PROBLEM STATEMENT: Find every line below that contains the word "roof" and copy each one in full.
--
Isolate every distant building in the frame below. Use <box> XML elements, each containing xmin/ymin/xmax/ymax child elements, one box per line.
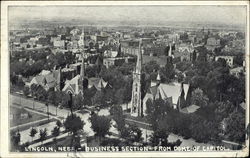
<box><xmin>174</xmin><ymin>43</ymin><xmax>194</xmax><ymax>61</ymax></box>
<box><xmin>103</xmin><ymin>57</ymin><xmax>134</xmax><ymax>68</ymax></box>
<box><xmin>53</xmin><ymin>40</ymin><xmax>65</xmax><ymax>48</ymax></box>
<box><xmin>120</xmin><ymin>39</ymin><xmax>139</xmax><ymax>56</ymax></box>
<box><xmin>27</xmin><ymin>69</ymin><xmax>61</xmax><ymax>91</ymax></box>
<box><xmin>206</xmin><ymin>37</ymin><xmax>220</xmax><ymax>51</ymax></box>
<box><xmin>143</xmin><ymin>83</ymin><xmax>190</xmax><ymax>113</ymax></box>
<box><xmin>230</xmin><ymin>67</ymin><xmax>244</xmax><ymax>77</ymax></box>
<box><xmin>215</xmin><ymin>56</ymin><xmax>234</xmax><ymax>67</ymax></box>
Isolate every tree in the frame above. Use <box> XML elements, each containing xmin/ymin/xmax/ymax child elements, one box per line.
<box><xmin>92</xmin><ymin>90</ymin><xmax>105</xmax><ymax>105</ymax></box>
<box><xmin>73</xmin><ymin>94</ymin><xmax>84</xmax><ymax>109</ymax></box>
<box><xmin>90</xmin><ymin>114</ymin><xmax>111</xmax><ymax>138</ymax></box>
<box><xmin>30</xmin><ymin>127</ymin><xmax>37</xmax><ymax>141</ymax></box>
<box><xmin>10</xmin><ymin>131</ymin><xmax>21</xmax><ymax>151</ymax></box>
<box><xmin>114</xmin><ymin>88</ymin><xmax>125</xmax><ymax>104</ymax></box>
<box><xmin>39</xmin><ymin>128</ymin><xmax>48</xmax><ymax>142</ymax></box>
<box><xmin>130</xmin><ymin>125</ymin><xmax>142</xmax><ymax>142</ymax></box>
<box><xmin>189</xmin><ymin>115</ymin><xmax>219</xmax><ymax>143</ymax></box>
<box><xmin>150</xmin><ymin>130</ymin><xmax>168</xmax><ymax>146</ymax></box>
<box><xmin>51</xmin><ymin>126</ymin><xmax>60</xmax><ymax>137</ymax></box>
<box><xmin>64</xmin><ymin>114</ymin><xmax>85</xmax><ymax>135</ymax></box>
<box><xmin>146</xmin><ymin>99</ymin><xmax>171</xmax><ymax>131</ymax></box>
<box><xmin>56</xmin><ymin>120</ymin><xmax>62</xmax><ymax>128</ymax></box>
<box><xmin>23</xmin><ymin>87</ymin><xmax>30</xmax><ymax>97</ymax></box>
<box><xmin>191</xmin><ymin>88</ymin><xmax>209</xmax><ymax>107</ymax></box>
<box><xmin>110</xmin><ymin>105</ymin><xmax>125</xmax><ymax>132</ymax></box>
<box><xmin>225</xmin><ymin>110</ymin><xmax>246</xmax><ymax>143</ymax></box>
<box><xmin>214</xmin><ymin>101</ymin><xmax>235</xmax><ymax>122</ymax></box>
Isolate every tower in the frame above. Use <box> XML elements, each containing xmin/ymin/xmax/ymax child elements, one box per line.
<box><xmin>56</xmin><ymin>67</ymin><xmax>62</xmax><ymax>91</ymax></box>
<box><xmin>156</xmin><ymin>71</ymin><xmax>161</xmax><ymax>86</ymax></box>
<box><xmin>131</xmin><ymin>39</ymin><xmax>143</xmax><ymax>116</ymax></box>
<box><xmin>80</xmin><ymin>53</ymin><xmax>85</xmax><ymax>79</ymax></box>
<box><xmin>78</xmin><ymin>28</ymin><xmax>84</xmax><ymax>49</ymax></box>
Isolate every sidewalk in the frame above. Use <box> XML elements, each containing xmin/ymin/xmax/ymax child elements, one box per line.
<box><xmin>29</xmin><ymin>133</ymin><xmax>68</xmax><ymax>148</ymax></box>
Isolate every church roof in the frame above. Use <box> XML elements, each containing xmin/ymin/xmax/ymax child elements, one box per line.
<box><xmin>88</xmin><ymin>77</ymin><xmax>108</xmax><ymax>90</ymax></box>
<box><xmin>62</xmin><ymin>75</ymin><xmax>108</xmax><ymax>94</ymax></box>
<box><xmin>29</xmin><ymin>70</ymin><xmax>59</xmax><ymax>89</ymax></box>
<box><xmin>181</xmin><ymin>105</ymin><xmax>200</xmax><ymax>114</ymax></box>
<box><xmin>150</xmin><ymin>83</ymin><xmax>189</xmax><ymax>104</ymax></box>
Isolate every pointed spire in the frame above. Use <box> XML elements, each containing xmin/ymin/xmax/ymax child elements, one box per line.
<box><xmin>80</xmin><ymin>53</ymin><xmax>85</xmax><ymax>78</ymax></box>
<box><xmin>136</xmin><ymin>39</ymin><xmax>142</xmax><ymax>73</ymax></box>
<box><xmin>168</xmin><ymin>43</ymin><xmax>172</xmax><ymax>57</ymax></box>
<box><xmin>156</xmin><ymin>72</ymin><xmax>161</xmax><ymax>81</ymax></box>
<box><xmin>57</xmin><ymin>67</ymin><xmax>62</xmax><ymax>91</ymax></box>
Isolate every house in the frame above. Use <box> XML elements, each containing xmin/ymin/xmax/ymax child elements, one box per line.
<box><xmin>215</xmin><ymin>56</ymin><xmax>234</xmax><ymax>67</ymax></box>
<box><xmin>230</xmin><ymin>66</ymin><xmax>244</xmax><ymax>78</ymax></box>
<box><xmin>62</xmin><ymin>75</ymin><xmax>108</xmax><ymax>95</ymax></box>
<box><xmin>206</xmin><ymin>37</ymin><xmax>220</xmax><ymax>51</ymax></box>
<box><xmin>27</xmin><ymin>69</ymin><xmax>61</xmax><ymax>91</ymax></box>
<box><xmin>53</xmin><ymin>40</ymin><xmax>65</xmax><ymax>48</ymax></box>
<box><xmin>180</xmin><ymin>105</ymin><xmax>200</xmax><ymax>114</ymax></box>
<box><xmin>143</xmin><ymin>82</ymin><xmax>189</xmax><ymax>113</ymax></box>
<box><xmin>174</xmin><ymin>43</ymin><xmax>194</xmax><ymax>61</ymax></box>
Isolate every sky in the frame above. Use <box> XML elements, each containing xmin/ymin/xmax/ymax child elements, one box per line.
<box><xmin>9</xmin><ymin>6</ymin><xmax>246</xmax><ymax>24</ymax></box>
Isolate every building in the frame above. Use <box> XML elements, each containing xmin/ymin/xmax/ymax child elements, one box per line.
<box><xmin>62</xmin><ymin>52</ymin><xmax>108</xmax><ymax>96</ymax></box>
<box><xmin>62</xmin><ymin>53</ymin><xmax>86</xmax><ymax>95</ymax></box>
<box><xmin>27</xmin><ymin>68</ymin><xmax>62</xmax><ymax>91</ymax></box>
<box><xmin>143</xmin><ymin>81</ymin><xmax>190</xmax><ymax>115</ymax></box>
<box><xmin>53</xmin><ymin>40</ymin><xmax>65</xmax><ymax>49</ymax></box>
<box><xmin>103</xmin><ymin>57</ymin><xmax>135</xmax><ymax>68</ymax></box>
<box><xmin>130</xmin><ymin>39</ymin><xmax>143</xmax><ymax>116</ymax></box>
<box><xmin>174</xmin><ymin>43</ymin><xmax>194</xmax><ymax>61</ymax></box>
<box><xmin>215</xmin><ymin>56</ymin><xmax>234</xmax><ymax>67</ymax></box>
<box><xmin>230</xmin><ymin>66</ymin><xmax>244</xmax><ymax>78</ymax></box>
<box><xmin>206</xmin><ymin>37</ymin><xmax>220</xmax><ymax>51</ymax></box>
<box><xmin>120</xmin><ymin>39</ymin><xmax>139</xmax><ymax>56</ymax></box>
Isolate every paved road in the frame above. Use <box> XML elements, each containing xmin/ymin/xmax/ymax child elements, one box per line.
<box><xmin>11</xmin><ymin>94</ymin><xmax>210</xmax><ymax>146</ymax></box>
<box><xmin>10</xmin><ymin>94</ymin><xmax>70</xmax><ymax>118</ymax></box>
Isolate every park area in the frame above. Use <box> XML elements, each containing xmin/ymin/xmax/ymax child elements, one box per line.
<box><xmin>10</xmin><ymin>106</ymin><xmax>46</xmax><ymax>127</ymax></box>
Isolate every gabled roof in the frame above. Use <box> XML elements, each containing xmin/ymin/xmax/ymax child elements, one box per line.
<box><xmin>181</xmin><ymin>105</ymin><xmax>200</xmax><ymax>114</ymax></box>
<box><xmin>149</xmin><ymin>83</ymin><xmax>189</xmax><ymax>104</ymax></box>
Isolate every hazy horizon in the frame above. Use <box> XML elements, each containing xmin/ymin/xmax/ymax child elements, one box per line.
<box><xmin>9</xmin><ymin>5</ymin><xmax>246</xmax><ymax>25</ymax></box>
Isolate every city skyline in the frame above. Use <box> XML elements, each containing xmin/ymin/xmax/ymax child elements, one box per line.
<box><xmin>9</xmin><ymin>5</ymin><xmax>246</xmax><ymax>25</ymax></box>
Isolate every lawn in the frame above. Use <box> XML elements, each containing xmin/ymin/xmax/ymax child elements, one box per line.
<box><xmin>10</xmin><ymin>106</ymin><xmax>46</xmax><ymax>127</ymax></box>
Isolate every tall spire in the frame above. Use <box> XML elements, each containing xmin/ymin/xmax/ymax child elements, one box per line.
<box><xmin>168</xmin><ymin>43</ymin><xmax>172</xmax><ymax>57</ymax></box>
<box><xmin>136</xmin><ymin>39</ymin><xmax>142</xmax><ymax>74</ymax></box>
<box><xmin>57</xmin><ymin>67</ymin><xmax>61</xmax><ymax>91</ymax></box>
<box><xmin>131</xmin><ymin>39</ymin><xmax>143</xmax><ymax>116</ymax></box>
<box><xmin>80</xmin><ymin>53</ymin><xmax>85</xmax><ymax>79</ymax></box>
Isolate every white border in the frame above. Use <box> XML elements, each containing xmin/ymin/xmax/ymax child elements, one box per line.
<box><xmin>0</xmin><ymin>1</ymin><xmax>249</xmax><ymax>157</ymax></box>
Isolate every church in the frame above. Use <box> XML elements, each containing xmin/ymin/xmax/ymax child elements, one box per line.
<box><xmin>62</xmin><ymin>30</ymin><xmax>108</xmax><ymax>96</ymax></box>
<box><xmin>130</xmin><ymin>39</ymin><xmax>191</xmax><ymax>117</ymax></box>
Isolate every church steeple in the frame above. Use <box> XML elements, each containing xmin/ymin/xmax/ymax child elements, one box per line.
<box><xmin>80</xmin><ymin>53</ymin><xmax>85</xmax><ymax>79</ymax></box>
<box><xmin>131</xmin><ymin>39</ymin><xmax>143</xmax><ymax>116</ymax></box>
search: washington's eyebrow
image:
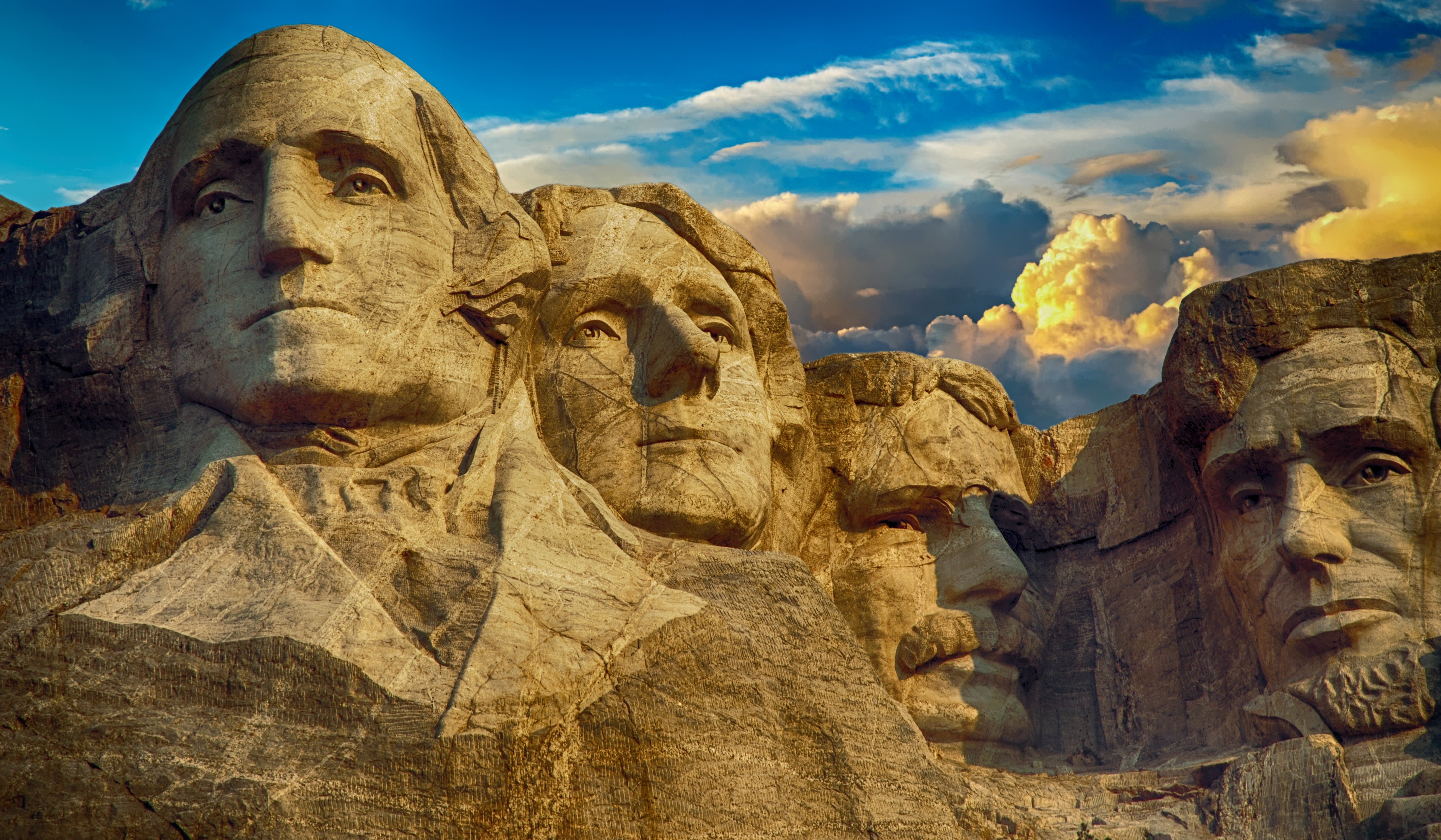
--
SOLUTION FOR THIS PROBLEM:
Isolate every church roof in the frame above. Use <box> XML elements, each containing xmin/ymin/xmax/ymax child elements, one box per line.
Isolate every gabled roof in the frame above. Use <box> XML elements, each containing xmin/ymin/xmax/ymax child elements, one box per line.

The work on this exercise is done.